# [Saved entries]
§

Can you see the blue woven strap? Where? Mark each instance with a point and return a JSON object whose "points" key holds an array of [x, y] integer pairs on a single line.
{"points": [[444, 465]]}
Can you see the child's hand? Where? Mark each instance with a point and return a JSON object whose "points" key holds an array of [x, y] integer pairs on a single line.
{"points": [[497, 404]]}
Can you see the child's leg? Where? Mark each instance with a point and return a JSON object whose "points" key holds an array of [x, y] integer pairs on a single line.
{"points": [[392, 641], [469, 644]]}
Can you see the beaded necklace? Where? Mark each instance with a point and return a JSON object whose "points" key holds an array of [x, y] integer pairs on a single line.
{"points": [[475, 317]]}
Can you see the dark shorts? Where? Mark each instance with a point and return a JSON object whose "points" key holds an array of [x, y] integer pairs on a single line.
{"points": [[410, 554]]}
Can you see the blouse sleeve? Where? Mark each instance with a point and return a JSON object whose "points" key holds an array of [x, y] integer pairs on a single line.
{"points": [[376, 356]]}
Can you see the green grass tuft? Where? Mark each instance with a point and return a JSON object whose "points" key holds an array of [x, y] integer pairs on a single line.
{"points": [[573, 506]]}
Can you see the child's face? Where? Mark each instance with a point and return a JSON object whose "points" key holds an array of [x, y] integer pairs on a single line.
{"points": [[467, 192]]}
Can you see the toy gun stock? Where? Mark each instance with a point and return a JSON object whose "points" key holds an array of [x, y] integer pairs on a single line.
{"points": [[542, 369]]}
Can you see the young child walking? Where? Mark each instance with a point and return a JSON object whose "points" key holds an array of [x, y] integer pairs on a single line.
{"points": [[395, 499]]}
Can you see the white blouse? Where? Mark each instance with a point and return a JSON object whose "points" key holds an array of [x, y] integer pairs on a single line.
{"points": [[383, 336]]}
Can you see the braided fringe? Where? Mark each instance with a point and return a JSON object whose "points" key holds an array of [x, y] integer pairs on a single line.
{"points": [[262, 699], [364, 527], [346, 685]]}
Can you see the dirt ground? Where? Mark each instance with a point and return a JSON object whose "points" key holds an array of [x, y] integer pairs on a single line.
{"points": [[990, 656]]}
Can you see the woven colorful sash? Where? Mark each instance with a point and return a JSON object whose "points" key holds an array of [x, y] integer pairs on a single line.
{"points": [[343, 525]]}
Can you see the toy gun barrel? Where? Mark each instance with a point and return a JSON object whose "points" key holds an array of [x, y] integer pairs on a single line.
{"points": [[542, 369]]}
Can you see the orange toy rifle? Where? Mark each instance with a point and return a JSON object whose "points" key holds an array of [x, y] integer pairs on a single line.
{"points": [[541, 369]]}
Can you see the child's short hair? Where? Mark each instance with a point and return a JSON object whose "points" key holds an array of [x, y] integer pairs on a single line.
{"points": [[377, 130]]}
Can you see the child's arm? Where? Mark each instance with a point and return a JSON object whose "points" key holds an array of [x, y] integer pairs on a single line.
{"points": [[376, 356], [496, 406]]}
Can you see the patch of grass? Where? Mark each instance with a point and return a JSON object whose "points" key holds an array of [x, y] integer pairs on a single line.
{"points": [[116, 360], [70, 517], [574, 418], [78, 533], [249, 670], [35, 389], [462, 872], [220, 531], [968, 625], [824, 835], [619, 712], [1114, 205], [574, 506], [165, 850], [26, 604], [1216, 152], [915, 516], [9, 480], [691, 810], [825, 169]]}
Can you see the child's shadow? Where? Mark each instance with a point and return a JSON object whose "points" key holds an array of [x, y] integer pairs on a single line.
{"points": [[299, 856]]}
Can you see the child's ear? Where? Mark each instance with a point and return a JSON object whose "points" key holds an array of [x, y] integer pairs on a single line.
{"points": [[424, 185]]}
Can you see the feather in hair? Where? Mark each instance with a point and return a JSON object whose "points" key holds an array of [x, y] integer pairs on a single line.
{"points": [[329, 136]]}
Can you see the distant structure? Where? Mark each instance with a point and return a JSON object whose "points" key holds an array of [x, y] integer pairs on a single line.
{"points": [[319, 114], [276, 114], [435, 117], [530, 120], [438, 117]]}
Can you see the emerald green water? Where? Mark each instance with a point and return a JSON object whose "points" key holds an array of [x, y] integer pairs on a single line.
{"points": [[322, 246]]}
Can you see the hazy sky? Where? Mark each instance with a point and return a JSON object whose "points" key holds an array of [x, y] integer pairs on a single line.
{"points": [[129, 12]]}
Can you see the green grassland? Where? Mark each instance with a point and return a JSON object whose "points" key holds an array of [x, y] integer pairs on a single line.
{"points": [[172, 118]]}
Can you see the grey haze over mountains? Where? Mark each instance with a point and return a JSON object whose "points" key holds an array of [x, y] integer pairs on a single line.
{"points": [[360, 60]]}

§

# [WORK TO BE COMPLETED]
Reproduce every record in full, keeping each one exactly as it reads.

# [RESPONSE]
Can you see the blue woven strap? Where? Mark each instance with a point and return a JSON object whose "points" key holds an array of [x, y] integer pairs on a single line.
{"points": [[444, 465]]}
Can you see the child's hand? Where? Mark each instance with a point and return a JSON object whose "points" key holds an array of [x, y] integer pairs on a single line.
{"points": [[497, 404]]}
Can you see the child's leg? Where? Mark each instance with a point and return a JSON object whose "points" key holds an array of [x, y] integer pairs on a single line.
{"points": [[392, 641], [469, 644]]}
Can you see the beaded necklace? Where? Mark each instance with a point and return a JSON object whose "points" key holds an array of [x, y] integer pairs on a single line.
{"points": [[475, 317]]}
Can you see the dark shorts? Where? Mark each instance with a point and return a JSON object whose "points" key holds an array of [x, y] integer pairs on a single line.
{"points": [[410, 554]]}
Can you see the blouse sleeve? Where? Mark each instance with a point and return a JSON object whose "points" key holds an array of [x, y] integer pairs on a single line.
{"points": [[376, 356]]}
Can you see the green grass tuft? Where? Mark each instance with a point and return a JSON object whose "points" key holds an array of [x, y] integer pairs on a single line.
{"points": [[573, 506]]}
Can you see the child's face? Where? Mark each instance with a point and return a JSON object whose "points" key holds an array of [x, y] integer pairs on a single line.
{"points": [[467, 192]]}
Can you see the toy gun stock? Where? Mark each instance with a point and return a JSON object whose "points" key holds an array of [x, y] integer pairs on a single line.
{"points": [[542, 369]]}
Can you see the young child walking? Where? Mark each instance with a point and return a JSON object whose "points" key holds an array of [x, y] integer pairs on a single line.
{"points": [[395, 499]]}
Can you see the white blouse? Where? Mark each instance with a point and return a JSON object whose "points" key holds an array of [x, y] integer pairs on a single line.
{"points": [[383, 336]]}
Can you see the braided fringe? Where? Mark each instance with a point and return a JSON object whose "points" key holds an array of [x, y] integer pairs on a single line.
{"points": [[262, 699], [364, 527], [346, 685]]}
Can you see the dirt ground? Where? Mark each instance with a point and return a JSON object whose "points" key holds an array of [x, y] integer pairs on a single line.
{"points": [[990, 656]]}
Can you see the woven colorful sash? Where? Mark each instance with a point and return a JSON object whose "points" key holds an array of [x, y] integer pairs on a single line.
{"points": [[343, 525]]}
Can you see the toy gun barrel? Where? Mark each instance with a point and return a JSON object whose "points" key holds an array of [x, y] integer pairs on a single line.
{"points": [[542, 369]]}
Can you see the orange toy rifle? Where? Mark each instance with a point and return a JSON object whose "points" key holds an array of [x, y] integer pairs on a single line.
{"points": [[541, 369]]}
Can you see the child's short hair? Where? Mark each instance with a point and return a JSON object whose "points" key holds an array of [x, y] integer pairs on a single line.
{"points": [[377, 130]]}
Can you see the child's arm? Where? Mark each instance with a point and return a JSON object whose "points" key holds an array of [x, y] integer pairs on a single line.
{"points": [[376, 356], [496, 406]]}
Can you see the patch of grass? Where? Mark each instance with a point and return a JSON object whose "points" key holds an array of [x, y] integer pairs on a single line.
{"points": [[116, 360], [70, 517], [574, 418], [78, 533], [249, 670], [35, 389], [462, 872], [220, 531], [968, 625], [824, 835], [619, 712], [1114, 205], [574, 506], [165, 850], [26, 604], [1216, 152], [915, 516], [9, 480], [691, 810], [825, 169]]}
Can you see the child's shadow? Where? Mark each instance with a point and return a JSON object whose "points" key holds an array of [x, y] integer pairs on a single line.
{"points": [[299, 856]]}
Can you see the child's ear? Where? Mark each instance with a point and return a JSON object whose "points" key holds an array of [x, y] integer pairs on a single line.
{"points": [[424, 185]]}
Can you see the feather in hair? Where? Mark each instance with a point and return a JSON object whose "points" key holds an array of [x, y] integer pairs on a single line.
{"points": [[329, 136]]}
Can you see the distant structure? Where? Mark each instance with a point and return a JSON object whose "points" key holds an array of [x, y] integer pairs on a single line.
{"points": [[319, 114], [276, 114], [435, 117], [530, 120], [438, 117]]}
Can you see the emerald green water? Where? Mark each instance with a point and return a JSON object whose "points" key holds an array of [x, y] integer pairs on a single line.
{"points": [[322, 246]]}
Can you see the hazy sky? Where? Mark each instance with a point and return a JSON object whose "points" key holds an array of [x, y] integer pairs on a single line.
{"points": [[129, 12]]}
Can you see the green grassland? Where? Mark each instance with a point and return a JSON object whose "points" key holds an array of [x, y] integer pairs on a single line.
{"points": [[172, 118]]}
Can you see the grey haze over mountains? Where? Mark each instance with a point and return a JSON object whose "points" key holds an array of [x, y] integer pairs on a single line.
{"points": [[360, 60]]}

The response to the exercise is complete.